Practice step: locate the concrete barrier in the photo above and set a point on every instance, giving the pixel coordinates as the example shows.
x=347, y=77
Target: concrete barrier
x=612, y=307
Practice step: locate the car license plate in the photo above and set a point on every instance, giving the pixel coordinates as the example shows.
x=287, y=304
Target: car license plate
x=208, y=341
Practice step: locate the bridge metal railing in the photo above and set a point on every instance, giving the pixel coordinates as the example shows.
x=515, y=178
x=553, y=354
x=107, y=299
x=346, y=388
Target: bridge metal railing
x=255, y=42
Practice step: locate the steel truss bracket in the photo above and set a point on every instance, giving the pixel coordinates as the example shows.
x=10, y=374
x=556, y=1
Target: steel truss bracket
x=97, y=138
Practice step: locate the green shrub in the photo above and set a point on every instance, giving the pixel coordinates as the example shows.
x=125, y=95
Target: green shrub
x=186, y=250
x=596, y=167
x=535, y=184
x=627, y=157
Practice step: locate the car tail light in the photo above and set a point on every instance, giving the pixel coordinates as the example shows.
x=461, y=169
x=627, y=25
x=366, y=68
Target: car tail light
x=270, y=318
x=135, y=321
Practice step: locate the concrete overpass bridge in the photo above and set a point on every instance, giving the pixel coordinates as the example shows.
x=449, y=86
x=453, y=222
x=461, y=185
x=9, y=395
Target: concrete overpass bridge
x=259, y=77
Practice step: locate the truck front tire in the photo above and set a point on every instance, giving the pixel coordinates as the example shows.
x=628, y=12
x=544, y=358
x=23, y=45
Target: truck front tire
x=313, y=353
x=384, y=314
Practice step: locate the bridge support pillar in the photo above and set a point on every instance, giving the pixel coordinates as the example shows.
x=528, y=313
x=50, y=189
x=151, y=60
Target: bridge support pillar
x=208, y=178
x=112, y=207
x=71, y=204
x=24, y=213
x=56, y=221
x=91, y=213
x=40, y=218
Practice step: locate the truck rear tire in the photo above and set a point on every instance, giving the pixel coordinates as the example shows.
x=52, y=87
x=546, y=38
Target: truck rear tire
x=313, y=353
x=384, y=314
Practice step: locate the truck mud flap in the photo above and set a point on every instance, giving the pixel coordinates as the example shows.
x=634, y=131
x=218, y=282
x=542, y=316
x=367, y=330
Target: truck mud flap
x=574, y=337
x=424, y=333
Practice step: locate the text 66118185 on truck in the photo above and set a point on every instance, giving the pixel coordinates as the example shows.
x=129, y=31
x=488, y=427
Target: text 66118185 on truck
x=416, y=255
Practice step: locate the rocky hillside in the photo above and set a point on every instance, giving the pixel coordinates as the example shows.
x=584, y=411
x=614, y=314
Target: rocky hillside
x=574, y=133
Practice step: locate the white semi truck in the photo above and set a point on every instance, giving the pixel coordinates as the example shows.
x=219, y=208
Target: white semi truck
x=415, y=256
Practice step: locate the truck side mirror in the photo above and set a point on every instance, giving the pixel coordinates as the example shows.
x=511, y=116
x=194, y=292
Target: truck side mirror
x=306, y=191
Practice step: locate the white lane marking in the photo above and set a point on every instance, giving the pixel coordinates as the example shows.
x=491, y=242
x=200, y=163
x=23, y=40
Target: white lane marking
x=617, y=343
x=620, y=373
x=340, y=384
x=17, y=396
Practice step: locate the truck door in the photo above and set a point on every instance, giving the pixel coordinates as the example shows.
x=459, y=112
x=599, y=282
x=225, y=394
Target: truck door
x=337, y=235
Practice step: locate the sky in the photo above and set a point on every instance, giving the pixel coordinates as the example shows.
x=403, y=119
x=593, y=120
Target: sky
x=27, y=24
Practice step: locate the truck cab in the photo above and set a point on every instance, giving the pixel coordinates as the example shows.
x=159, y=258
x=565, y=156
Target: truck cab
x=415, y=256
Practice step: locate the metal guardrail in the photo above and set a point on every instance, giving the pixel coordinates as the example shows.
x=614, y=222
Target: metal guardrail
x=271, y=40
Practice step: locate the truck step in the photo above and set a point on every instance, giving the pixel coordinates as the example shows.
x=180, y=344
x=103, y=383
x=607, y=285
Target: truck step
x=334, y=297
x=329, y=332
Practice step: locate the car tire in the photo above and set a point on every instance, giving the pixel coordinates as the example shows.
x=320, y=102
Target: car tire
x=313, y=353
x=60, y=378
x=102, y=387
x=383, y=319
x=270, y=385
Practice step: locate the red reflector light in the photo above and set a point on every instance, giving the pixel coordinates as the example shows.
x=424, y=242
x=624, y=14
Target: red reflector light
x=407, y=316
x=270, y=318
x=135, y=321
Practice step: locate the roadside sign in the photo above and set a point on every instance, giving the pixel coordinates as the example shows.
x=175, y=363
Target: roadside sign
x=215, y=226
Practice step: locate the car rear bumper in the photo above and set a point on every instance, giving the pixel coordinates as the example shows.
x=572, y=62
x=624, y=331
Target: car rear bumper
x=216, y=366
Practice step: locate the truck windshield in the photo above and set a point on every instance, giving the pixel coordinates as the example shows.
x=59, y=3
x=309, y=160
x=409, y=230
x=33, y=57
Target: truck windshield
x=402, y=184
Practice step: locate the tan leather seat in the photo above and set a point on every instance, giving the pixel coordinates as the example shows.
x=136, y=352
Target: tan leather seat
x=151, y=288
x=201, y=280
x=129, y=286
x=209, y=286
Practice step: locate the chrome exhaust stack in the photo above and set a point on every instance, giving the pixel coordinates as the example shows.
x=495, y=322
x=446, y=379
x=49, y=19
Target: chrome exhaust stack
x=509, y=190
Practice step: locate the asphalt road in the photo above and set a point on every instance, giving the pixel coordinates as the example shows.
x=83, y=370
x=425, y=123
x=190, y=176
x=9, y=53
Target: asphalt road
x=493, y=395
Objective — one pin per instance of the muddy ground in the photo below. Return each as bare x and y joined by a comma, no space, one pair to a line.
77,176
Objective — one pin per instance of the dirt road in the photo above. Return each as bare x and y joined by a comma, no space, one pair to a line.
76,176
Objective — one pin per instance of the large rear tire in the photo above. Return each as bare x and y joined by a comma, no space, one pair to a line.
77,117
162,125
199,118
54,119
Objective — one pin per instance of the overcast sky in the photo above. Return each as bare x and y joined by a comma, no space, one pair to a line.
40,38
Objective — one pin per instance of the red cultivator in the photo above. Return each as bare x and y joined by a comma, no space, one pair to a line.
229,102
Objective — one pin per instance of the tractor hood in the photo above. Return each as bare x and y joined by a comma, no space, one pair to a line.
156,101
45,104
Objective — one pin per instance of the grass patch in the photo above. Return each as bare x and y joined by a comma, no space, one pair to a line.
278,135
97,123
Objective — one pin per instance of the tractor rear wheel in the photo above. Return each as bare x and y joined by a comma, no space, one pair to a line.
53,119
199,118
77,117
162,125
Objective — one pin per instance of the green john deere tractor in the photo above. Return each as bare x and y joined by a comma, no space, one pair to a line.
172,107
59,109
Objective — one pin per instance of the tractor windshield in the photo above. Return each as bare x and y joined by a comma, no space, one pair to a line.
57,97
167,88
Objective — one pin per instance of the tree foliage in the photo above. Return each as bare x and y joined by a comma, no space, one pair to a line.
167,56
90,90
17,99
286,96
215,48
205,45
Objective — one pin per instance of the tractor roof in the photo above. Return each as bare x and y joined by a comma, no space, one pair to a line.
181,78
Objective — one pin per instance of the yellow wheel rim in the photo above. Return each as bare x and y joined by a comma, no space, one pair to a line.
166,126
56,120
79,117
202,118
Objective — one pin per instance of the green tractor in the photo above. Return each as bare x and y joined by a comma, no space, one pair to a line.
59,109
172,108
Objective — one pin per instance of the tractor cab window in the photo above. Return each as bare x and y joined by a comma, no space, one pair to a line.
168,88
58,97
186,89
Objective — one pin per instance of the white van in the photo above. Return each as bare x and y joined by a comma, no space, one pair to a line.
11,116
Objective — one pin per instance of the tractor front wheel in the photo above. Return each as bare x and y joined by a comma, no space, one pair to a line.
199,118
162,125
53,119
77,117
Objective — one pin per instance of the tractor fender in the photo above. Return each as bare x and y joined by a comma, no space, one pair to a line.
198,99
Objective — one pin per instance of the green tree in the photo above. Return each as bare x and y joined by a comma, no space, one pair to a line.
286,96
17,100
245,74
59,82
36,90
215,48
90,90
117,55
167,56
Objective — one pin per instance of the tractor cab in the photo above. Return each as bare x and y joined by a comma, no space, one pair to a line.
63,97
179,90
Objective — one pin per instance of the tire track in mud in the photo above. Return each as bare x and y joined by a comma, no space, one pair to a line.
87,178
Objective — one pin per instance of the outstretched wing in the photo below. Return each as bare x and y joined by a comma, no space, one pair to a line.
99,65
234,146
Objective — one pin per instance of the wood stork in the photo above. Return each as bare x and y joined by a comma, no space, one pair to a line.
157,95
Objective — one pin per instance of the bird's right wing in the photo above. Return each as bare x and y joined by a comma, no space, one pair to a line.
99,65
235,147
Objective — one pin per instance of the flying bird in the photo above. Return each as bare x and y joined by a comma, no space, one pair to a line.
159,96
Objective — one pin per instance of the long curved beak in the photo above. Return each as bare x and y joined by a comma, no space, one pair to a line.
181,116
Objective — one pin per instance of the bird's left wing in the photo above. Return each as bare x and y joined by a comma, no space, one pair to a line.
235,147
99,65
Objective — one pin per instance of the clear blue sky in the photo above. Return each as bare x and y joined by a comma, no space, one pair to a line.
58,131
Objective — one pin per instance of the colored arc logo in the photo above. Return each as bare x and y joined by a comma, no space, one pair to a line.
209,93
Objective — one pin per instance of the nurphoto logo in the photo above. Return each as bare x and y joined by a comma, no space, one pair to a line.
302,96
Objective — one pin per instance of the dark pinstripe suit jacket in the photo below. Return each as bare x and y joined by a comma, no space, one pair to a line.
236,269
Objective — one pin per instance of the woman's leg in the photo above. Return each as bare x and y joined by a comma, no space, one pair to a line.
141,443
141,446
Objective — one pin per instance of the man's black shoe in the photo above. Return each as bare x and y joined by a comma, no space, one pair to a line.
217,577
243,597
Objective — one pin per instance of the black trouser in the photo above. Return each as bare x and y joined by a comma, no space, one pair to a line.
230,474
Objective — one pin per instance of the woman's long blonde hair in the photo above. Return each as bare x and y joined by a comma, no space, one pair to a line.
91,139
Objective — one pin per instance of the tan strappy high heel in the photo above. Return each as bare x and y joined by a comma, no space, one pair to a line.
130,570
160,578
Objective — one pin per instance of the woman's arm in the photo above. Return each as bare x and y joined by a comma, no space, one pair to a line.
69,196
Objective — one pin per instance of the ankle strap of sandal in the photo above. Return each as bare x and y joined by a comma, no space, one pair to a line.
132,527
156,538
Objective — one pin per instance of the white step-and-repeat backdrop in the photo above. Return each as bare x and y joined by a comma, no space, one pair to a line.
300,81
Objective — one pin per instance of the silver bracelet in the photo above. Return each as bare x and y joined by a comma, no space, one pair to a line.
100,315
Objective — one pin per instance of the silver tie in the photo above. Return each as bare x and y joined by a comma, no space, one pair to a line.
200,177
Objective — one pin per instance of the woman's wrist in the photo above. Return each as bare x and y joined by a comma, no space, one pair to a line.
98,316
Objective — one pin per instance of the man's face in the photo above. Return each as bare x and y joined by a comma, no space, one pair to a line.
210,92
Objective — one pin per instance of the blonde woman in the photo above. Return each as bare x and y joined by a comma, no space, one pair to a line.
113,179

* * *

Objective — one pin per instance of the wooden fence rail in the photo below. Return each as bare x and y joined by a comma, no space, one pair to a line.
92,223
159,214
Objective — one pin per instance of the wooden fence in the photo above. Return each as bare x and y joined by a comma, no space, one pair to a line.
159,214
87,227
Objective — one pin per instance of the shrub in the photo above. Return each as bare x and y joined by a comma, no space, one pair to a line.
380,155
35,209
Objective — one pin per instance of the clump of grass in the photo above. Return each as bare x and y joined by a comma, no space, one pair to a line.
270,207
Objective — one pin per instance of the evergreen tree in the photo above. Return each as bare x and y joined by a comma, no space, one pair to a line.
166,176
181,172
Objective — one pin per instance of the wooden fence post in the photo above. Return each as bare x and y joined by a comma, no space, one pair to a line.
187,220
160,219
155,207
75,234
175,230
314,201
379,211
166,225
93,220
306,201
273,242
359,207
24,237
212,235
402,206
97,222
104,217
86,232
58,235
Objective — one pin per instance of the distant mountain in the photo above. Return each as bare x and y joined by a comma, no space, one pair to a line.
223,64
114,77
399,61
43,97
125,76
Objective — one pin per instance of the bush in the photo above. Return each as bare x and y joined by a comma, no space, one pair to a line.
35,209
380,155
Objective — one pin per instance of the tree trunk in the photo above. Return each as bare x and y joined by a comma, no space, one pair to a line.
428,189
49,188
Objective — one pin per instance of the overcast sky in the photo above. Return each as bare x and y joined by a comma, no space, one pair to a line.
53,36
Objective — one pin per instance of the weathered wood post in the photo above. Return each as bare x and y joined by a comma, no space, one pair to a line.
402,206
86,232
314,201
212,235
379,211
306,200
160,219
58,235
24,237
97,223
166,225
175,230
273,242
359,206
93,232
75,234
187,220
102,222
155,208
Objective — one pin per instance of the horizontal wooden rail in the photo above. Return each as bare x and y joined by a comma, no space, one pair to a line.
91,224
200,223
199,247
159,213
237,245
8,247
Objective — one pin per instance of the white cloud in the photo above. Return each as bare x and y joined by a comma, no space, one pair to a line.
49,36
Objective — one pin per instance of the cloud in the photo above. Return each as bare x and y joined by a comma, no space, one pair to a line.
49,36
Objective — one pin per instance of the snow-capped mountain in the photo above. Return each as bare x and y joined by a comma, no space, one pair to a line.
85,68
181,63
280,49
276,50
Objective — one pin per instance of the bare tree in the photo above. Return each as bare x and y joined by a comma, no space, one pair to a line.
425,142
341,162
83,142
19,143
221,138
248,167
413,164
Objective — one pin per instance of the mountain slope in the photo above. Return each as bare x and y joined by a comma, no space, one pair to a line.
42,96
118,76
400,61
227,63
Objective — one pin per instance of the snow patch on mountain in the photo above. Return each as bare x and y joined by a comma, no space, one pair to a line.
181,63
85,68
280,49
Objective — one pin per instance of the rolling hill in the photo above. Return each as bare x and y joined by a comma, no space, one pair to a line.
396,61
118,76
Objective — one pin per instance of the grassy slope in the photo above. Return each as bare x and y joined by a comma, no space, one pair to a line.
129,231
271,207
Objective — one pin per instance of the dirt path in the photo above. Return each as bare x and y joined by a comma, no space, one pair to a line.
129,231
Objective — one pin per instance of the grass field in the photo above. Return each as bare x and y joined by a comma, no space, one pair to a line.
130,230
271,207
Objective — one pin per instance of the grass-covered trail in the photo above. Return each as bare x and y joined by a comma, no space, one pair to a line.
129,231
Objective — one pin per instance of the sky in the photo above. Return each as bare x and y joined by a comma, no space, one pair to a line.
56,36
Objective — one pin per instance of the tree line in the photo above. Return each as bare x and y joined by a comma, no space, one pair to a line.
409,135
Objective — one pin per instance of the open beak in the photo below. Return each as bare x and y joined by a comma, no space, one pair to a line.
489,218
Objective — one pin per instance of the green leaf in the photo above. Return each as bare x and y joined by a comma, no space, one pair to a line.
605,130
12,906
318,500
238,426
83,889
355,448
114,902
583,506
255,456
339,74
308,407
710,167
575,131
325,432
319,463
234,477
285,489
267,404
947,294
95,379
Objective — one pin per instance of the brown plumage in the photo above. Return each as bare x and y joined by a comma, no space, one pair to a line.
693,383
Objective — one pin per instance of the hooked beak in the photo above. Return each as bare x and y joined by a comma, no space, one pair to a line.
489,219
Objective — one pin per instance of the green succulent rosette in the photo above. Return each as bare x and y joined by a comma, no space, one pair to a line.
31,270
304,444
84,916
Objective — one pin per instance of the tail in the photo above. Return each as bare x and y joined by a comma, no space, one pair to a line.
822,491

• **Directions**
When the line with "Practice step: locate the concrete barrier" is reached in the data above, begin copying, and stop after the line with "x=515, y=178"; copy each line exactly, both ends included.

• **Task response**
Practice step: locate the concrete barrier in the photo above and set a point on every instance, giving the pixel coordinates as the example shows.
x=347, y=77
Target: concrete barrier
x=612, y=307
Practice step: locate the car license plate in the photo above and set a point on every instance, giving the pixel coordinates as the example shows.
x=287, y=304
Target: car license plate
x=208, y=341
Practice step: locate the bridge metal railing in the photo above and set a point on every instance, giving the pixel coordinates as the example shows.
x=515, y=178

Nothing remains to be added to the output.